Task details:
Swap "shrub" for "bush" in the records from the line with "point_to finds the garage" up to and including the line with "pixel 283 122", and return only those lines with nothing else changed.

The records:
════

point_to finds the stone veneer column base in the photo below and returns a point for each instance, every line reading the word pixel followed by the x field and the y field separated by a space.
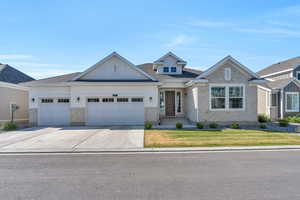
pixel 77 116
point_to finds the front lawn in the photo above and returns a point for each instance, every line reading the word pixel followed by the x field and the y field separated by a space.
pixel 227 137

════

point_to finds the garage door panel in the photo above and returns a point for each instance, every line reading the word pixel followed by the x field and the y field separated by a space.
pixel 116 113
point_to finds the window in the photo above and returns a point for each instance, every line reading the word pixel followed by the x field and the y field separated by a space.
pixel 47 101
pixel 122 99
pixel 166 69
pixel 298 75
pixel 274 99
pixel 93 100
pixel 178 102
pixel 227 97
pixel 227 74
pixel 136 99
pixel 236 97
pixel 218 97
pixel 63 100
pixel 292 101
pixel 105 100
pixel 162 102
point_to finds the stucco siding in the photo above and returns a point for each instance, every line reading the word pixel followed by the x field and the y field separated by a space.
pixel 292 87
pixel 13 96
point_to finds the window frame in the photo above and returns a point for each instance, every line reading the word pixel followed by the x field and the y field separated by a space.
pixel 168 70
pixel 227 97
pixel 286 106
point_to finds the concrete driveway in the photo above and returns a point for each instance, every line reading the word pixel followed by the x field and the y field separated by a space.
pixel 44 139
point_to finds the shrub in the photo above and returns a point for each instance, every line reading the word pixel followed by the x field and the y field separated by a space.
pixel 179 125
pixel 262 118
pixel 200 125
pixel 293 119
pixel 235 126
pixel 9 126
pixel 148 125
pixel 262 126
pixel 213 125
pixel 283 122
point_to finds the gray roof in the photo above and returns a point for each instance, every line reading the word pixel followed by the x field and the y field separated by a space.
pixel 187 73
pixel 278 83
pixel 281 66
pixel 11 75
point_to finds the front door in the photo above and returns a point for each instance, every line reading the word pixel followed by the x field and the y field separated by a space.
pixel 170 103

════

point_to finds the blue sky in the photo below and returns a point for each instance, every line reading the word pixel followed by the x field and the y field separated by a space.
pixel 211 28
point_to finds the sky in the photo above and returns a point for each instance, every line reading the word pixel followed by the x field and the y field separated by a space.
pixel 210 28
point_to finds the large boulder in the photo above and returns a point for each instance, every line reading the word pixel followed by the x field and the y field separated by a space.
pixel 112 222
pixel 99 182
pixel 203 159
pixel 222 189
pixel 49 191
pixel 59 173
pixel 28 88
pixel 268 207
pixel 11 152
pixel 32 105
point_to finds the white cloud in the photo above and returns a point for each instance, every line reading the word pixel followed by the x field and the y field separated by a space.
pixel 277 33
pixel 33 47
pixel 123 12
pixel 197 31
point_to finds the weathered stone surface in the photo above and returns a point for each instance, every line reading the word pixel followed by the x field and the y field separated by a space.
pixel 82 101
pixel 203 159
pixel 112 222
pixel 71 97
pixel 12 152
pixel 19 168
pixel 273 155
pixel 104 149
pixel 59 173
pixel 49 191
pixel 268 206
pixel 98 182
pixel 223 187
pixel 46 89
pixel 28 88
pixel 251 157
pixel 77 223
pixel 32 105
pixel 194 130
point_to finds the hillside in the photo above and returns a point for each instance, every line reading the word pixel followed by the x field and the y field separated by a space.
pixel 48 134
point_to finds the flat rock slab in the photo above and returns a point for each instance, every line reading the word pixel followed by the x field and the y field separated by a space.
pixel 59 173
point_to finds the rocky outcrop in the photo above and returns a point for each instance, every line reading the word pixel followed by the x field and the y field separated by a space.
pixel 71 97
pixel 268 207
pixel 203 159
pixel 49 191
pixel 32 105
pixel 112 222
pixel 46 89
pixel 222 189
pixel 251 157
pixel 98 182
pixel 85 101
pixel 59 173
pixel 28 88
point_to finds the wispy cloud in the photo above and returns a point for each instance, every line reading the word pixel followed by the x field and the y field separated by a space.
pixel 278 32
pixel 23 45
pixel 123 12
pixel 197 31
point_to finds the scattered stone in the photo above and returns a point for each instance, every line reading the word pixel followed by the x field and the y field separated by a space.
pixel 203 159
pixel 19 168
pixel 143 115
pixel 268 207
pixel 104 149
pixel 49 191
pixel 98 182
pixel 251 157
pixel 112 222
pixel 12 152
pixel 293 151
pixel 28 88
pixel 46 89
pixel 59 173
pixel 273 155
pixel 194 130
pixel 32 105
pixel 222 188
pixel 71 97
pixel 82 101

════

Output for this task:
point_to finds the garage door panel in the photo above and returns a point for each instance, every line reading the word pixel followed by the x field and the y field separated by a space.
pixel 116 113
point_to finds the window in the photo above and returns a point for each instance, every line reading the word pixel followed by the x field and the y field separated by a space.
pixel 47 101
pixel 122 99
pixel 166 69
pixel 298 75
pixel 274 99
pixel 93 100
pixel 178 102
pixel 227 97
pixel 227 74
pixel 136 99
pixel 236 97
pixel 218 97
pixel 63 100
pixel 292 101
pixel 105 100
pixel 162 102
point_to finds the stucco siding in the photo above and returns a point for each instance, every line reading the word pixel followed by the x field and the y field separated by a space.
pixel 292 87
pixel 13 96
point_to finds the window frame in the photo above and returns a point for each instance, every line reading the word pixel followed by the x field and the y field separated by a space.
pixel 168 70
pixel 227 97
pixel 286 106
point_to finds the concrete driveway in the photo above and returns a point for each instance, every line reading the word pixel followed by the x field and the y field separated by a space.
pixel 44 139
point_to finds the bush in the photo above and returns a point for each instance, every line reading the word pixel followed by the x field and the y field separated by a space.
pixel 179 125
pixel 262 118
pixel 200 125
pixel 293 119
pixel 235 126
pixel 9 126
pixel 148 125
pixel 262 126
pixel 213 125
pixel 283 122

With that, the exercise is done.